• **AIM OF THE EXERCISE**: Extract each line of the material below that contains the string "purple". Treat uppercase and lowercase letters as distinct.

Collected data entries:
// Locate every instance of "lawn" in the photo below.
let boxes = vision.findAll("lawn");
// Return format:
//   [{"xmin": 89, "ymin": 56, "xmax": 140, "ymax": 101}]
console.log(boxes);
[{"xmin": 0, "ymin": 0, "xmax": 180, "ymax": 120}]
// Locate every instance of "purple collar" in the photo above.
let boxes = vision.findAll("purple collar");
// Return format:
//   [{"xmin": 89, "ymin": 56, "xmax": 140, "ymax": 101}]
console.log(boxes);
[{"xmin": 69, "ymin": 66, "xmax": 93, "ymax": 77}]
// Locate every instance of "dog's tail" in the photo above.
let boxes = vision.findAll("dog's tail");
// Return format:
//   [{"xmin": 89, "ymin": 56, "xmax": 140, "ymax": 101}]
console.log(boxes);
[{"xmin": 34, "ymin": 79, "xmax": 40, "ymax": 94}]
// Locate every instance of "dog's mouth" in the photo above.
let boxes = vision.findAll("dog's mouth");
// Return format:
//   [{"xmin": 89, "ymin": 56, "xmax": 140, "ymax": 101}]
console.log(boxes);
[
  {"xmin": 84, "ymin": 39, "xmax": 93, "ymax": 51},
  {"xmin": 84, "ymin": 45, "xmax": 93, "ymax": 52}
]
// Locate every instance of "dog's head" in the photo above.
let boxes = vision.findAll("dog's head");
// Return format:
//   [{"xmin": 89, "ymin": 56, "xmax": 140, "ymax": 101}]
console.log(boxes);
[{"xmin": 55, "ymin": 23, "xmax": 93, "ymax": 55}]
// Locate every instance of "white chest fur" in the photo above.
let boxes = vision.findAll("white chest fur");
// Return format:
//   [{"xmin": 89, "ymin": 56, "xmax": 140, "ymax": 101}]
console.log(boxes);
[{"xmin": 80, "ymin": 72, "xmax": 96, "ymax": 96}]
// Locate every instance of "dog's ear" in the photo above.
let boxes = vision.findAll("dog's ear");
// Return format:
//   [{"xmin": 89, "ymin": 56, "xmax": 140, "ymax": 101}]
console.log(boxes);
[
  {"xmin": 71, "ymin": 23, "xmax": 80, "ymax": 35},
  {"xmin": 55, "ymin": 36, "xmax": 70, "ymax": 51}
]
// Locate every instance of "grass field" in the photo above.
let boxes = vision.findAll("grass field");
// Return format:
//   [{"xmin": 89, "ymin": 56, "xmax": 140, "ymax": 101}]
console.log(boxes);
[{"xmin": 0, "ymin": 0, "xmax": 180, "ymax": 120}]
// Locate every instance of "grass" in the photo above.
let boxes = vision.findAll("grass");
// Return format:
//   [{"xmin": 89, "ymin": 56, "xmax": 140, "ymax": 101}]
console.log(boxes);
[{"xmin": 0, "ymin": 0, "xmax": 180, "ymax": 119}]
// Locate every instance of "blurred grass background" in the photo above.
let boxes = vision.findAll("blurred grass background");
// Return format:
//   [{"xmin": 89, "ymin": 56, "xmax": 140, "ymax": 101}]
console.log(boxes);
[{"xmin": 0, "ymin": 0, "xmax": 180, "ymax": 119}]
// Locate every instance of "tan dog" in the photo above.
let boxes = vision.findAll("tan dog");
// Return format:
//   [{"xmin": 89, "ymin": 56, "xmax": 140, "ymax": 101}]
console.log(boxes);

• **WRITTEN RESPONSE**:
// Locate every instance of "purple collar" in the photo above.
let boxes = vision.findAll("purple collar");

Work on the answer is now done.